### SUPPLIED PASSAGE
════

The significant increase in vaccination rates generated by using the “reserved for you” reminder messaging is especially remarkable given the very low cost of these SMS-based interventions.

“The COVID-19 vaccination effort is still in its early stages. Health systems and public health agencies around the world have already implemented campaigns to promote vaccination,” says Mitesh Patel, Penn Medicine professor and director of the Penn Medicine Nudge Unit. “Our results reveal opportunities to make simple changes to the wording in those campaigns that could nudge vaccination rates higher and help us end this pandemic faster.”

Penn Medicine and Geisinger study

At Penn Medicine and Geisinger, BCFG conducted its study in collaboration with Christopher Chabris and Michelle Meyer (co-directors of the Geisinger Behavioral Insights Team). In the fall of 2020, close to 50,000 patients received one of 19 different messages prior to a healthy visit to their primary care provider. In the new study, roughly a third of the messages BCFG tested significantly increased flu shot uptake.

The top performing message set—designed by Jon Bogard, Craig Fox, Jehan Sparks, and Megan Weber from the University of California at Los Angeles, and Matt Hilchey, Melanie Kim, Dilip Soman, and Renante Rondina from the University of Toronto, in collaboration with BCFG—boosted vaccination rates by 11%.

It involved two reminder texts sent 72 hours and 24 hours prior to a patient’s appointment. The first message encouraged patients to request a flu shot at their upcoming appointment to protect the health of themselves and their families, and the second reminded patients that a flu shot had been reserved for their appointment. In this study, the most effective messages were unsurprising and lacked interactive components, simply reminding patients that a flu shot was reserved for them at their doctor’s office. Messages that were more clever or informal, such as sharing a joke about the flu, were less effective.

════

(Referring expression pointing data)
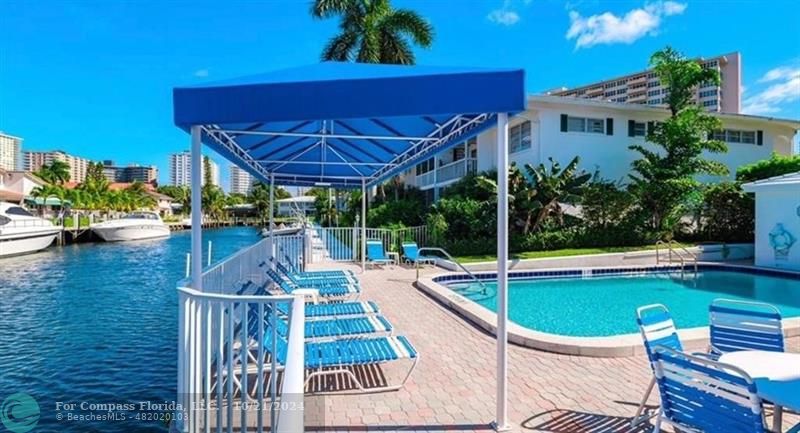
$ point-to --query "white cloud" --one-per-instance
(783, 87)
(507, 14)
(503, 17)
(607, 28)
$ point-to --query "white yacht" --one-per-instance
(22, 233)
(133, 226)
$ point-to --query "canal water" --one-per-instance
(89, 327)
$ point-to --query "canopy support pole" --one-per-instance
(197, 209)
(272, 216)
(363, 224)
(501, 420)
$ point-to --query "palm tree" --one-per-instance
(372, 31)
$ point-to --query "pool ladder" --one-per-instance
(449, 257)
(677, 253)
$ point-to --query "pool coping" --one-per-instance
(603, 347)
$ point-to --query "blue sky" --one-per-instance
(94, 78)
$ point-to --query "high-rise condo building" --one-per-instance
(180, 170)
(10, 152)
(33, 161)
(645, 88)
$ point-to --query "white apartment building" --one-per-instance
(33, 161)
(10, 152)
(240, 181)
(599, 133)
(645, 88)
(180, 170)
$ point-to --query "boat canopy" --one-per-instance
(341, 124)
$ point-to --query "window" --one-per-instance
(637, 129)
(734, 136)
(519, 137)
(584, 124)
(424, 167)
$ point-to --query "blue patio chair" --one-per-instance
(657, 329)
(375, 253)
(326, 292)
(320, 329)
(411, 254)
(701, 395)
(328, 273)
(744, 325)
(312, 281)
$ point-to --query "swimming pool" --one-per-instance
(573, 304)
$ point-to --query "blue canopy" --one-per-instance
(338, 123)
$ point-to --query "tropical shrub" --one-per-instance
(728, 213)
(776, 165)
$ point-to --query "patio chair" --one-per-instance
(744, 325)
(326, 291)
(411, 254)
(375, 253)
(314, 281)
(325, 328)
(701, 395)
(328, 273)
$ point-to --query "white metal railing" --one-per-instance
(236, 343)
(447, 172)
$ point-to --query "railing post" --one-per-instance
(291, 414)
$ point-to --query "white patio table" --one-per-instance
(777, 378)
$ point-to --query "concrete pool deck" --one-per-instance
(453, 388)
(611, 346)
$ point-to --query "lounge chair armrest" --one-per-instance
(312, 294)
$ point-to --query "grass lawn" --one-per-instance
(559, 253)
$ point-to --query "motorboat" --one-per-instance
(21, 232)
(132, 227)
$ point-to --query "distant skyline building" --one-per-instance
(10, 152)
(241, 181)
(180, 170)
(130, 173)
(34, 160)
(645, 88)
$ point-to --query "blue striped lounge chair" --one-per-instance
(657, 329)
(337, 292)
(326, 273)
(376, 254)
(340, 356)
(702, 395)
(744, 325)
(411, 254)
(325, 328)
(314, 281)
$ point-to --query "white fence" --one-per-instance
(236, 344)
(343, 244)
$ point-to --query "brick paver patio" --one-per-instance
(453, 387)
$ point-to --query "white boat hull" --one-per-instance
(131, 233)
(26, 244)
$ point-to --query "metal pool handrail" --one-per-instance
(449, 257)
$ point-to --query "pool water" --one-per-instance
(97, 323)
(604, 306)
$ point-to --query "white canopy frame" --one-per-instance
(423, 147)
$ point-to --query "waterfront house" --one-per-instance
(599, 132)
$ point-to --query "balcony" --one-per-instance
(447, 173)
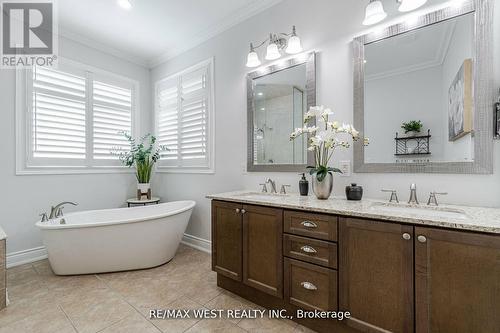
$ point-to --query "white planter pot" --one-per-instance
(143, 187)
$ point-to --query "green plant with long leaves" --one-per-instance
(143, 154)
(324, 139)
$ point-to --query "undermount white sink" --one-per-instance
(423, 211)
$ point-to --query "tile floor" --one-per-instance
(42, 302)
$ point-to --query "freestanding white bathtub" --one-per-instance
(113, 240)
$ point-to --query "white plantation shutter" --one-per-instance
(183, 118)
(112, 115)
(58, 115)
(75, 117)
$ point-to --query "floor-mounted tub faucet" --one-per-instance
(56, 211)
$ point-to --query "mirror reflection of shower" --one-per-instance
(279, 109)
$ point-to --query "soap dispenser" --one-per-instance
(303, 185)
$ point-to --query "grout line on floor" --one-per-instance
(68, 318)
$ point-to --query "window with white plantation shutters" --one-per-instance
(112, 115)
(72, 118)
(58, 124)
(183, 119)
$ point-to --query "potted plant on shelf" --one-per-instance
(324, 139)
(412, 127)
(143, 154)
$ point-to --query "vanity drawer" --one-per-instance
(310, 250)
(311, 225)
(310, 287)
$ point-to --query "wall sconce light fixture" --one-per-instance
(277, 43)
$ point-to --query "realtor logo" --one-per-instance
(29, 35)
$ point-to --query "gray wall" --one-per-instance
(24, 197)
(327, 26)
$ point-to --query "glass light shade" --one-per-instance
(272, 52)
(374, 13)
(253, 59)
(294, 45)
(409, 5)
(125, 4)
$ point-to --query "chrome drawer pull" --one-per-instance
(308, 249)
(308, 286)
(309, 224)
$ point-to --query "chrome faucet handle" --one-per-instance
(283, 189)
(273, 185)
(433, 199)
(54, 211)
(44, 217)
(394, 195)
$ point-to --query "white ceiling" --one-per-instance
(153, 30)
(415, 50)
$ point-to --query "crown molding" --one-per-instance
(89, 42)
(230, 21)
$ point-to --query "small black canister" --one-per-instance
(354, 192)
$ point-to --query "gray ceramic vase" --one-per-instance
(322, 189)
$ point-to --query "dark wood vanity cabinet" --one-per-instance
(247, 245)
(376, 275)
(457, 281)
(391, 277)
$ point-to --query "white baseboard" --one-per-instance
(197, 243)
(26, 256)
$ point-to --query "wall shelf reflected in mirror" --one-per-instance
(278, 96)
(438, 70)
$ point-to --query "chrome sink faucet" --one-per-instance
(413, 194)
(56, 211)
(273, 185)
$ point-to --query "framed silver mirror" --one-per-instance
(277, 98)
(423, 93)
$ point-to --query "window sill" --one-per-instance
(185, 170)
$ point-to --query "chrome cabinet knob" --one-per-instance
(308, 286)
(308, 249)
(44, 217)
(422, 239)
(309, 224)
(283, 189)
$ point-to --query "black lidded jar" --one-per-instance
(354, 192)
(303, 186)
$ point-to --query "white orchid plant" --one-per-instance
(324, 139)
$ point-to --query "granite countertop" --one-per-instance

════

### WORK ITEM
Can you continue the passage on the flu shot text-reminder study from its last sentence?

### RESPONSE AREA
Read the full report at “A mega-study of text-based nudges encouraging patients to get vaccinated at an upcoming doctor’s appointment.”

Walmart study

At Walmart, BCFG tested 22 different SMS messages in September 2020 with more than 700,000 pharmacy patients who had agreed to receive text messages from their pharmacy and received a flu shot at Walmart during the prior flu season.

Based on early analyses, the new study yielded strikingly similar results to the study conducted with Penn Medicine and Geisinger patients. The top-performing message set, also designed by Jon Bogard and Noah Goldstein from the University of California at Los Angeles, in collaboration with BCFG, informed patients that they could get a flu shot at Walmart, and the second message—sent three days later—reminded them that a flu shot was “waiting for you.”

Read the full report on early results from this study with Walmart at “A mega-study of text-message nudges encouraging patients to get vaccinated at their pharmacy.”

Across both studies, conveying that a flu shot was set aside or reserved for a patient was the most effective messaging strategy. Alison Buttenheim of Penn’s School of Nursing and Gretchen Chapman of Carnegie Mellon University, in collaboration with BCFG, designed a test to evaluate the hypothesis that conveying a shot reserved for a patient could help close the intention-action gap.

“Telling a person the flu shot is ‘reserved for you’ suggests that this particular dose of the vaccine already belongs to them, and if they don’t claim it, they’ll actually be losing something,” Buttenheim says. “So it invokes loss aversion, as well as a sense of reciprocity—the provider has gone to the trouble of setting aside the vaccine dose, and it would be rude not to take it. Gretchen was also eager to frame getting the flu shot as a default: The flu shot is waiting for you.”

BCFG hopes these strategies for designing low-cost and scalable nudges will support COVID-19 vaccination efforts and help curb the spread of this devastating virus.

“Fighting the COVID-19 pandemic requires all hands on deck,” says Angela Duckworth, the Rosa Lee and Egbert Chang Professor in the School of Arts & Sciences and Wharton, and BCFG co-director. “I am thrilled at the potential of our results to support the heroic efforts we have already seen from other academics, industry professionals, and frontline health care workers.”